Exercise
Extract every line of the records below and reproduce each one word for word.

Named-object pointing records
##############################
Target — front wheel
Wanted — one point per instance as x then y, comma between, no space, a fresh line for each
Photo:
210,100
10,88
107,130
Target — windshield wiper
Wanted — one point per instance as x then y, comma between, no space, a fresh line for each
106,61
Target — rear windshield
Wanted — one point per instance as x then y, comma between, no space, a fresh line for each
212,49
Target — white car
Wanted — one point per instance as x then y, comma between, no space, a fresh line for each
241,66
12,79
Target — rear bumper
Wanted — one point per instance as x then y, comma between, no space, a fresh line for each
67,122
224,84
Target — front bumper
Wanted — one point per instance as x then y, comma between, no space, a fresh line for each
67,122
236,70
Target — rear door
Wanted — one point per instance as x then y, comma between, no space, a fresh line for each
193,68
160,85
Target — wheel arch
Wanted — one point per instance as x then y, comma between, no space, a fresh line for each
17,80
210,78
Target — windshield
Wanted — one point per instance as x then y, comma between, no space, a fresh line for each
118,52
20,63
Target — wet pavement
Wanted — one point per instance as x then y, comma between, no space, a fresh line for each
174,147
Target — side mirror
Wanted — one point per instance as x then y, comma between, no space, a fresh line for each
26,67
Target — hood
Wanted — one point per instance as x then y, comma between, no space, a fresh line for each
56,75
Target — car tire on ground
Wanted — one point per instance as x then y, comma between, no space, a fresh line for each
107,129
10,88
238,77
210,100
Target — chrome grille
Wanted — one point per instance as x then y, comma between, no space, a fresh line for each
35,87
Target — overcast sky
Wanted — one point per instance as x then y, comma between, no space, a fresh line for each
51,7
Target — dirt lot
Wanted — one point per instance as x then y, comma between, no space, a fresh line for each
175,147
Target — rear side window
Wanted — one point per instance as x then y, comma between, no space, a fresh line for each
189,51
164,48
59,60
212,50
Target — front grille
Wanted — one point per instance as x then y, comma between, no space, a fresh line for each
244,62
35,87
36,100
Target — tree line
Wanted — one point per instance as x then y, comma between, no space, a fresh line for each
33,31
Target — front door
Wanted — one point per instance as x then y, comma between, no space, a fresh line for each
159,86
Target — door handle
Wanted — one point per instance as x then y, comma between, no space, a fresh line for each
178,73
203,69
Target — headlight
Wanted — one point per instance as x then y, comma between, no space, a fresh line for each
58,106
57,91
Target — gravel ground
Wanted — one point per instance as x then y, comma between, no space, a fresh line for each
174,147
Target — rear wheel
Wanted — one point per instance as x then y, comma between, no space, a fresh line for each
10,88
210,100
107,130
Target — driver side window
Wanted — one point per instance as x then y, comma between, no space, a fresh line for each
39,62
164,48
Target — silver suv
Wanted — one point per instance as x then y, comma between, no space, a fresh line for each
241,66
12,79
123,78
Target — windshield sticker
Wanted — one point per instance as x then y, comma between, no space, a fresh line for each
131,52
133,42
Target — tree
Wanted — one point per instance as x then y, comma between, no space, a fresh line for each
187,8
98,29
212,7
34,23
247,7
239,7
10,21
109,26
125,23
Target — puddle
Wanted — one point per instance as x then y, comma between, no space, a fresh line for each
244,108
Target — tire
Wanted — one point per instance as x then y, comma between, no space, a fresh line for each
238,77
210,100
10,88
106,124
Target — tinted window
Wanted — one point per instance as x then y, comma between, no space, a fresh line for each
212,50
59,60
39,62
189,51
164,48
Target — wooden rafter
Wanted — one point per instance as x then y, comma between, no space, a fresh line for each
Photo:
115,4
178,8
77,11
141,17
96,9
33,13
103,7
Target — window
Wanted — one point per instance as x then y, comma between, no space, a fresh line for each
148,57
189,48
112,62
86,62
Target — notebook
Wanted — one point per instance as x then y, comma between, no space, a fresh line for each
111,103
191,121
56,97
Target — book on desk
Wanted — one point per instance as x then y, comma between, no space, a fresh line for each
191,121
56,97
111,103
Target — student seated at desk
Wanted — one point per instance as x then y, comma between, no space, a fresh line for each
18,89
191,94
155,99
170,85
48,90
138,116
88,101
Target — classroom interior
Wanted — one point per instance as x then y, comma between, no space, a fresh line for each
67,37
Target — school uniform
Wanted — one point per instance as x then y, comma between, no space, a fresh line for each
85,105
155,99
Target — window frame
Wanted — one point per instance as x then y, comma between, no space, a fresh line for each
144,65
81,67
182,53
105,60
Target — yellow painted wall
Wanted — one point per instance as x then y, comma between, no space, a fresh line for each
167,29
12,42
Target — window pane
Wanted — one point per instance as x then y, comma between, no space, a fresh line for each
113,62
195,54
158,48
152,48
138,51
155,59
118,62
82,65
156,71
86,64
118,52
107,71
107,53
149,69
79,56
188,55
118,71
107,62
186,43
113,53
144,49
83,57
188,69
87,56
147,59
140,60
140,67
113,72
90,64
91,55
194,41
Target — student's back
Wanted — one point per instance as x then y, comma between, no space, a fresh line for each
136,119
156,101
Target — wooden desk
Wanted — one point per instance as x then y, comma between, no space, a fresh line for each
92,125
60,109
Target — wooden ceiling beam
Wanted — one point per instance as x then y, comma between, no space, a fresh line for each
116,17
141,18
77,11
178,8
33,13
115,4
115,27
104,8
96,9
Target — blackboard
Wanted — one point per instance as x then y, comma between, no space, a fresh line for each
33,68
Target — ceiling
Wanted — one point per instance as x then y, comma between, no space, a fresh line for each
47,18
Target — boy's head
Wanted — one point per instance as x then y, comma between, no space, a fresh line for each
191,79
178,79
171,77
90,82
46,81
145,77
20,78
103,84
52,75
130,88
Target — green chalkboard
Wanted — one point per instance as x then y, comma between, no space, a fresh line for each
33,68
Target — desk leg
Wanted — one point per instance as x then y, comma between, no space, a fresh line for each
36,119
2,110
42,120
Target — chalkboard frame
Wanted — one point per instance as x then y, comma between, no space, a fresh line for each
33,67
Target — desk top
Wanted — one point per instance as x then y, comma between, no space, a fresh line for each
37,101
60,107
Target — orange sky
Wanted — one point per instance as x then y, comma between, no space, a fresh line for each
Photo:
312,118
##############################
Complete answer
Target — front wheel
Wanted — one point per instance as x then y, comma between, no space, a fresh line for each
Photo:
210,100
10,88
107,130
Target — windshield wiper
Wanted — one point per instance as x then y, comma between, no space, a fresh line for each
106,61
Target — rear windshield
Wanted — one point per instance as x then y, comma between, no space, a fresh line for each
212,49
Target — white car
Wanted — one point per instance as x then y, comma between, no space, a fresh line for each
241,66
12,79
Target — rear bumper
Wanted — one point per instance as x then y, comma between, no space, a fresh line for each
67,122
224,84
Target — front bumper
Wanted — one point per instance as x then y, comma between, no space, a fresh line for each
67,122
236,70
Target — rear door
Wanted — one point per instance as x then y, comma between, no space, a fresh line for each
193,68
160,85
Target — wheel arch
Wanted — one point per instance as x then y, comma between, no space, a fresh line for each
17,80
210,78
Target — windshield
Wanted — one point per instance as x then y, comma between, no space, a fresh line for each
118,52
20,63
Target — wet pavement
Wanted — one point per instance as x then y, comma between, no space, a fresh line for each
174,147
Target — side mirror
Wanted — one point per instance as x then y, comma between, no space, a fresh line for each
26,67
Target — hood
Wanted — one point per instance as x then y, comma between, no space, a fresh line for each
56,75
Target — car tire on ground
Wanted — one point per instance as x then y, comma between, no space, a fresh line for each
107,129
10,88
238,77
210,100
Target — chrome grille
Wanted — one point per instance as x then y, comma between, no space, a fresh line for each
35,87
Target — overcast sky
Wanted — one point per instance as x then y, comma between, no space, a fresh line for each
51,7
Target — dirt lot
Wanted — one point per instance as x then y, comma between, no space, a fresh line for each
175,147
Target — rear side window
Wanted — one point per instance as x then y, comma between, no space, a fresh line for each
189,51
164,48
59,60
212,50
Target — front grille
Wanted — one point per instance as x then y, comma between, no space, a fresh line for each
244,62
35,87
36,100
Target — tree line
Wanted — one point per instance as x then y, comma between, no space, a fresh line for each
33,31
Target — front door
Wanted — one point per instance as x then y, comma between, no space, a fresh line for each
159,86
Target — door handle
Wanted — one point per instance as x then y, comma between, no space, a fresh line for each
178,73
203,69
Target — headlight
Wanted — one point per instance as x then y, comma between, no space, a fresh line for each
58,106
57,91
Target — gravel ground
Wanted — one point per instance as x then y, comma between, no space, a fresh line for each
174,147
Target — rear wheel
Wanted — one point per instance as x then y, comma between, no space, a fresh line for each
10,88
210,100
107,130
Target — driver side window
Wanted — one point per instance as x then y, comma between, no space, a fresh line for each
39,62
164,48
Target — silver suv
Wanted — one point per instance as x then y, comma between, no space, a fresh line for each
241,66
12,79
123,78
Target — windshield sticker
Wanted — one point per instance as x then y, comma between, no space, a fresh line for each
131,52
133,42
Target — tree
Wanted — one point per instance as x then y, comma between, no space, a fresh line for each
187,8
98,29
212,7
34,23
247,7
239,7
10,21
109,26
125,23
Target — puddle
Wanted — one point per instance as x then y, comma between, no space, a fresh line for each
244,108
Target — tire
Wanted — one point per instance as x then y, comma between, no space, a fresh line for each
238,77
210,100
10,88
106,124
Target — tinted window
Wanted — one point per instance as x then y, comma between, no space, a fresh line for each
212,50
59,60
39,62
189,51
164,48
Target — wooden rafter
Wanted — one point per instance as x then y, comma between, no space, a fresh line for each
Photo:
115,4
178,8
77,11
141,17
96,9
33,13
103,7
Target — window
Wanted — one point per instance as x then y, comma between, no space, a fresh line for each
148,57
189,48
112,62
86,62
Target — notebook
Wanted — one point per instance as x then y, comma between, no space, a fresh line for each
111,103
191,121
56,97
Target — book on desk
Wanted — one point per instance as x then y, comma between, no space, a fresh line for each
191,121
56,97
111,103
Target — student seated at desk
Wanted — one point per instance as x then y, comma between, no space, a fresh line for each
18,89
191,94
155,99
170,85
48,90
138,116
88,101
Target — classroom interior
Wanted — one point per instance as x then y, comma between, no space, a fresh line for each
67,37
Target — school uniform
Wanted — one point per instance as x then y, comma between, no space, a fresh line for each
85,105
155,99
Target — window frame
Wanted — one point per instance as x then y, comma between, no space, a fresh line for each
144,65
81,67
182,53
105,60
Target — yellow painted wall
Wanted — one point per instance as x then y, comma between, no space, a fresh line for each
167,29
12,42
Target — window pane
Wanted — one point per instance as x then y, comma between, no space, a fresh line for each
113,62
195,54
158,48
152,48
138,51
155,59
118,62
82,65
156,71
86,64
118,52
107,71
107,53
149,69
79,56
188,55
118,71
107,62
186,43
113,53
144,49
83,57
188,69
87,56
147,59
140,60
140,67
113,72
90,64
91,55
194,41
Target — student's back
Wanted — one point per instance as x then y, comma between, no space, a fresh line for each
136,119
156,101
Target — wooden desk
Wanted — one point per instance as x then y, comma between, no space, a fresh line for each
92,125
60,109
Target — wooden ceiling beam
Wanted — one point per instance as x then y, comma between, no space, a fresh line for each
116,17
141,18
77,11
178,8
33,13
115,4
115,27
104,8
96,9
Target — blackboard
Wanted — one point per instance as x then y, comma between, no space, a fresh line for each
33,68
Target — ceiling
Wanted — one point per instance as x then y, comma between, no space, a fresh line for each
47,18
Target — boy's head
Wanted — one point per instance as x then y, comma between, no space, a fresh line for each
191,79
178,79
171,77
90,82
46,81
145,77
20,78
103,84
52,75
130,88
Target — green chalkboard
Wanted — one point per instance as x then y, comma between, no space, a fresh line for each
33,68
Target — desk leg
Wanted — one point per instance as x then y, comma between, no space, a fresh line for each
36,119
2,110
42,120
Target — chalkboard frame
Wanted — one point per instance as x then y, comma between, no space, a fresh line for each
33,67
Target — desk top
Wanted — one point per instance as x then y, comma between, no space, a fresh line for each
37,101
60,107
Target — orange sky
Wanted — one point per instance as x then y, comma between, no space, a fresh line for each
Photo:
312,118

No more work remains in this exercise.